De acordo com a denúncia, entre os anos de 2009 e 2011, os réus Eduardo Quesada Piazzalunga e Junior Quirino Cavalcante, Prefeito e Secretário de Agricultura do Município de Mirante do Paranapanema/SP, respectivamente, de maneira livre e consciente, teriam concorrido para a determinação da extração de recursos minerais sem autorização do órgão competente, causando danos ambientais à área, e usurpando patrimônio público da União.
Conforme informação do DNPM, a Prefeitura de Mirante do Paranapanema requereu autorização para extrair cascalho em uma área localizada no Projeto de Assentamento "Dona Carmen", pedido que fora indeferido pela não apresentação da licença ambiental.
A materialidade encontra-se demonstrada por meio da notícia crime formulada pela Associação dos Agricultores do Assentamento "Dona Carmen" (fl. 33, Apenso I); do Relatório de Vistoria elaborado pelo ITESP (fls. 28/32 - Apenso I); da Notificação emitida pelo INCRA (fl. 37 - Apenso I); da Informação elaborada pelo DNPM (fls. 18/25) e do Laudo Pericial criminal da Polícia Federal (fls. 26/34).
A priori, insta mencionar que os delitos do art. 2º, caput, da Lei nº 8.176/91, e do art. 55, caput, da Lei nº 9.605/98, tutelam bens jurídicos diversos, não havendo que ser falar em conflito aparente de normas, caracterizando concurso formal.

________________________

## INSTRUÇÕES A SEGUIR
Retome o texto sobre a extração de cascalho em Mirante do Paranapanema e dê continuidade a ele a partir do ponto em que termina. As linhas que vêm depois provêm de outra fonte.

________________________

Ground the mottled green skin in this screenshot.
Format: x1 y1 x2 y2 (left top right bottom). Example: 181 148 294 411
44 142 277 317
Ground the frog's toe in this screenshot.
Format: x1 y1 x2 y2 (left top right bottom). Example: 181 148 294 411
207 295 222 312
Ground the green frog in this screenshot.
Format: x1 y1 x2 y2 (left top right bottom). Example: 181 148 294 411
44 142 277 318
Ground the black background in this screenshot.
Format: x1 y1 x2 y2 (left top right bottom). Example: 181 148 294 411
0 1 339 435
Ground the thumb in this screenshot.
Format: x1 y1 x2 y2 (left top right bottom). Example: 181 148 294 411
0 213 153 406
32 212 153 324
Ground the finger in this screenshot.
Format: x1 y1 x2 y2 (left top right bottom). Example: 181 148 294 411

________________________

## RESULTADO DO EXERCÍCIO
Com efeito, o art. 2º da Lei nº 8.176/91 descreve o crime de usurpação, como modalidade de delito contra o patrimônio público, consistente em produzir bens ou explorar matéria-prima pertencente à União, sem autorização legal ou em desacordo com as obrigações impostas pelo título autorizativo. Já o art. 55 da Lei 9.605/98 descreve delito contra o meio-ambiente, consubstanciado na extração de recursos minerais sem a competente autorização, permissão, concessão ou licença, ou em desacordo com a obtida.
Todavia, o parágrafo único do artigo 2° do Decreto-Lei n° 227/67 (Código de Minas), na redação dada pela Lei n° 9.827/99, tornou atípica a conduta do Município que extrai recursos minerais à míngua, de autorização legal, desde que o material obtido tenha sido, de imediato, utilizado em obra pública executada pelo ente federativo, tal como ocorreu na espécie. Precedentes.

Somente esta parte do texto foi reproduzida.